### Exercise directions
Starting at the line below that contains "Task: place one point on each instance of the staircase", print each line through the end of the records exactly as it appears.

### Source material
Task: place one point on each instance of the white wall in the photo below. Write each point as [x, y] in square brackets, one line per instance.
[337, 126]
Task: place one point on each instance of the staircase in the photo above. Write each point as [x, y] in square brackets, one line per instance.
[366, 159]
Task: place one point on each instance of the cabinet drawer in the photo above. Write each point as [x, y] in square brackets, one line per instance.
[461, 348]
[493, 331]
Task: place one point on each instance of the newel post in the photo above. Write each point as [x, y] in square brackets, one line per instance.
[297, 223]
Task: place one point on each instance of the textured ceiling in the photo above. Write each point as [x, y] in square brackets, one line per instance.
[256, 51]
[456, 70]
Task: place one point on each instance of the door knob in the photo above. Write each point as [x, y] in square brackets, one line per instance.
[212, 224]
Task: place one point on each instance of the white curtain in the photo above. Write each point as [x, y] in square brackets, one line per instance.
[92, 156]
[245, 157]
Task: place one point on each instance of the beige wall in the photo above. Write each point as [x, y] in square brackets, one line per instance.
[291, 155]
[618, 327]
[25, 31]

### Result of this exercise
Task: place one point on each instance of the staircase in the photo above. Write each point as [x, y] in square brackets, one line per instance.
[366, 159]
Task: place one point on each instance of the cabinet drawer in the photo above. Write each point as [x, y] in square brackets, one line per instance.
[461, 348]
[493, 331]
Task: place one point on each instance of the newel post in the photo above. Write each point as [x, y] in square brackets, one line per instance.
[297, 223]
Task: place one point on each instance of the textured ceiling in the photo above. Write each point as [x, y] in square brackets, one line per instance.
[256, 51]
[456, 70]
Task: place one point on each instance of the door knob in the photo above. Write each point as [x, y] in square brackets, one line per instance.
[212, 224]
Task: place one point on each instance of the white curtain in the photo above. Write each point as [x, y] in square brackets, one line per instance.
[92, 156]
[245, 157]
Task: place one point on each instance of the beige wall in the photo above. Write each point as [x, y] in square brackets, one line per instance.
[291, 155]
[618, 327]
[25, 31]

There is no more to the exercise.